━━━ Given passage

In interviews with the
researchers younger second generation male speakers used retroflex /t/ more
often than younger female speakers Even here, though, the picture is more
complicated than this gender difference suggests. Female speakers used a
surprisingly high number of pronunciation features influenced by Punjabi,
including retroflex /t/, when they were speaking English at home. For female
speakers, then, there seems to be a sharper compartmentalisation of styles
across their repertoire.
Sharma and Sankaran
point out that other pronunciation features pattern in a similar way in the
English of these three groups of speakers. They explain that for the older
second generation group, surviving at school and in public meant they had to
downplay Indianness and pass as British, so they acquired local
pronunciations and weakened their use of South Asian ones. Many individuals
in this group then went into their fathers’ businesses and had continuing
ties with India. Depending on where they were and who they were talking to,
they needed to signal that they belonged either to a British or an Indian
group. As a result, they were able to control two distinct pronunciations of
English. The younger generation not only had less regular contact with India,
but by the time they were growing up race relations in the area were less
hostile, so they did not need to try to pass as British. Instead, using a
focused, Punjabi-inflected speech style allows them to signal their
allegiance to the now sizeable local British Asian community.

━━━━━━

• What you will do: In the passage on British Asian pronunciation, what speech style lets the younger generation signal allegiance to the local British Asian community?

━━━ Source material

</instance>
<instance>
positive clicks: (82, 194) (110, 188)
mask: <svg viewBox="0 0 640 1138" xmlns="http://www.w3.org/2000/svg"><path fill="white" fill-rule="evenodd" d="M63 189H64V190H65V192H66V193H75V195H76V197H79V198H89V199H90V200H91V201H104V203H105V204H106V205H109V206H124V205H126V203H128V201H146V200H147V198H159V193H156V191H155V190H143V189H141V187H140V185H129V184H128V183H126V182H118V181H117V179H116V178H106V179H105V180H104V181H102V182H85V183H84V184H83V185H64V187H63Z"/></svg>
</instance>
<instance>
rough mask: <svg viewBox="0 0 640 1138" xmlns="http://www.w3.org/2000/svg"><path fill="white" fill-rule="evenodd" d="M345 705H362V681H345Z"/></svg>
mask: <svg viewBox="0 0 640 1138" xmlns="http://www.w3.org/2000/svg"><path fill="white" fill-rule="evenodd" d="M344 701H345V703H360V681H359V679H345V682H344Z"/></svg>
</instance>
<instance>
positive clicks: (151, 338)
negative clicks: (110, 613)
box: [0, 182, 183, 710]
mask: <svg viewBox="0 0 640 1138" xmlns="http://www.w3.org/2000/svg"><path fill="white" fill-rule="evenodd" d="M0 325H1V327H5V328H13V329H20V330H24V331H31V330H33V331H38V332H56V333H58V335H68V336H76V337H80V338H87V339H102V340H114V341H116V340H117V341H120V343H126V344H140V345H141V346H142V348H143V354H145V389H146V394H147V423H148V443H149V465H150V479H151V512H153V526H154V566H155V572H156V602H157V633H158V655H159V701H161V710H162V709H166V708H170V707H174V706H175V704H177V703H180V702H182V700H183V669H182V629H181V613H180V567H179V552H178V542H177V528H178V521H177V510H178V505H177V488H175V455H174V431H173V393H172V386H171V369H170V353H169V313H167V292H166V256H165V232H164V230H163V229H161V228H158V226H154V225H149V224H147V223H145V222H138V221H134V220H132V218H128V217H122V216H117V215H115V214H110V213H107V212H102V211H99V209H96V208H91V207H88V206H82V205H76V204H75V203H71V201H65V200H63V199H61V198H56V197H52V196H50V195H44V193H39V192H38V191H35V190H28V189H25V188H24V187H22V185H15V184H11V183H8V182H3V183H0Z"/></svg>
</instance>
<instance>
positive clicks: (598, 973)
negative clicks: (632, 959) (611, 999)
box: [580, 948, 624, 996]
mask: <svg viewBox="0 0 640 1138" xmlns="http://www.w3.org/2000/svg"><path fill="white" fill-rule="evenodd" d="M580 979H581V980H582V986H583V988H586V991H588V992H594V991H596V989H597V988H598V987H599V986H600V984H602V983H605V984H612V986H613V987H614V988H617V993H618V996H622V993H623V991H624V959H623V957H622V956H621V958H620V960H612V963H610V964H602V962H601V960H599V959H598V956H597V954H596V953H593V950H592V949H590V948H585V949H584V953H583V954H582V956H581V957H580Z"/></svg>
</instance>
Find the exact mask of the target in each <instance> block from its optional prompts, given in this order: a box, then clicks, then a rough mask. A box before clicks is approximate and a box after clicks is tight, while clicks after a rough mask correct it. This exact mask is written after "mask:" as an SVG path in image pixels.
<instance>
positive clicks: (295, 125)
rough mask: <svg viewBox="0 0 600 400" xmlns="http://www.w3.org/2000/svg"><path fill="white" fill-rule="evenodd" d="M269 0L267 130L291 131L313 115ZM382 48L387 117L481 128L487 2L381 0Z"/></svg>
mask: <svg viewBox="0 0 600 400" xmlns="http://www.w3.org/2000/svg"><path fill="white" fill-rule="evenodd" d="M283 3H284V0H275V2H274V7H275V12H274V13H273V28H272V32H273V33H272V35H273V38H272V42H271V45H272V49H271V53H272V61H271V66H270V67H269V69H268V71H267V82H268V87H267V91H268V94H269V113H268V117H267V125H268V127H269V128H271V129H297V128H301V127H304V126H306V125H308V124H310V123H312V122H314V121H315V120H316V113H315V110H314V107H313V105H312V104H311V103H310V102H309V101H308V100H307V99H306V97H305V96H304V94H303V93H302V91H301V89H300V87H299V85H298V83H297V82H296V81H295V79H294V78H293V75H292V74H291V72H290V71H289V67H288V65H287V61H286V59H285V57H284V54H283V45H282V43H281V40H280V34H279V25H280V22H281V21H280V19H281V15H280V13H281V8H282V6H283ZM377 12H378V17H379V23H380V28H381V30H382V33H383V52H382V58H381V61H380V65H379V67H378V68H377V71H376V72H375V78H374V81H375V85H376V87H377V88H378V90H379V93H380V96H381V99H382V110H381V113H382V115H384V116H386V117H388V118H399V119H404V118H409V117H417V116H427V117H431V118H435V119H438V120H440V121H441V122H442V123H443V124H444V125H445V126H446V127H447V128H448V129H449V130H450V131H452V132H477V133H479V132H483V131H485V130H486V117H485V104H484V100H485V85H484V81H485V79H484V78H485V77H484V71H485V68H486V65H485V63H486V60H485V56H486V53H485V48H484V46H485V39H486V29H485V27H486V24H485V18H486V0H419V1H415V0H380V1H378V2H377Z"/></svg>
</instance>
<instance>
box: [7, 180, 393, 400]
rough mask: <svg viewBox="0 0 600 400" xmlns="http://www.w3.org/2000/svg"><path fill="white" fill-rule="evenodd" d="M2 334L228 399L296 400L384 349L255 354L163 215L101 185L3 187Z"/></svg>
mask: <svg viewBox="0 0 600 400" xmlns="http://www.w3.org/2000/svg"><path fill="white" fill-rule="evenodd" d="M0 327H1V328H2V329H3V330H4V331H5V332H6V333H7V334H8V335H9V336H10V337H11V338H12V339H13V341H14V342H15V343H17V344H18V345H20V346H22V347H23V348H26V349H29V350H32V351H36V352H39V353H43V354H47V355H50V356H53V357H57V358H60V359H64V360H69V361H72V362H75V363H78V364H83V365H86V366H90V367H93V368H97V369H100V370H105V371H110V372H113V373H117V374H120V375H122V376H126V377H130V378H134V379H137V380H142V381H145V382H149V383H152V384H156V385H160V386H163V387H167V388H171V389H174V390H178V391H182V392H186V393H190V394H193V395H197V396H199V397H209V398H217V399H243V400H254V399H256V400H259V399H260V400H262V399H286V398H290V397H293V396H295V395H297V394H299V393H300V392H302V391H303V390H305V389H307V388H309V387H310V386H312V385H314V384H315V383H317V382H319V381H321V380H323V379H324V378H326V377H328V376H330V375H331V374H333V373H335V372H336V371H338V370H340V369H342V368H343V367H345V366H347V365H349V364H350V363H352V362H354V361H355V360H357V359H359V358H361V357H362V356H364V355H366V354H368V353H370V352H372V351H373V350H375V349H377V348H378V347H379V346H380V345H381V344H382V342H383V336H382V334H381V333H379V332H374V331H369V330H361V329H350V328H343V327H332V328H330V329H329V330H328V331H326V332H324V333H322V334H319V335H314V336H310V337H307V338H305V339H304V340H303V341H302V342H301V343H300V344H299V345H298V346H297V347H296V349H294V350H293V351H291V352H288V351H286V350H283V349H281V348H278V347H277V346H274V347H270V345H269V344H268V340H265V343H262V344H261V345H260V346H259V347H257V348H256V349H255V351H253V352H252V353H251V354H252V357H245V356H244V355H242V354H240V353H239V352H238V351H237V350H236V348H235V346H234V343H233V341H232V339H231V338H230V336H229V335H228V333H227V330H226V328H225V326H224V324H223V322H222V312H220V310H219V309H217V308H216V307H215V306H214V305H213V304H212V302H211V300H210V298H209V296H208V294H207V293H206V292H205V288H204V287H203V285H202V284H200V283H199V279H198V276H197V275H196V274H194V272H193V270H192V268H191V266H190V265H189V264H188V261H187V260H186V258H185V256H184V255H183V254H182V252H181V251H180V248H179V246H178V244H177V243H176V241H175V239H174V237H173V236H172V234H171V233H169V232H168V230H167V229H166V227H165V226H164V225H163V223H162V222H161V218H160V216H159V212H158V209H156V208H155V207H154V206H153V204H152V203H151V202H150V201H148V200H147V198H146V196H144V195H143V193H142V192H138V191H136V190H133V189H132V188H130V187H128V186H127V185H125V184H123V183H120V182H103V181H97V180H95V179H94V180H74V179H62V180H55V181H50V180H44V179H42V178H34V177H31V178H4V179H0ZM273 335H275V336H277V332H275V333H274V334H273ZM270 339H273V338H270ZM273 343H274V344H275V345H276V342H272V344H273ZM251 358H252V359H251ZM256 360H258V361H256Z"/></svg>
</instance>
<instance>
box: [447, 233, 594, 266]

━━━━━━

• Answer box: A focused, Punjabi-inflected speech style.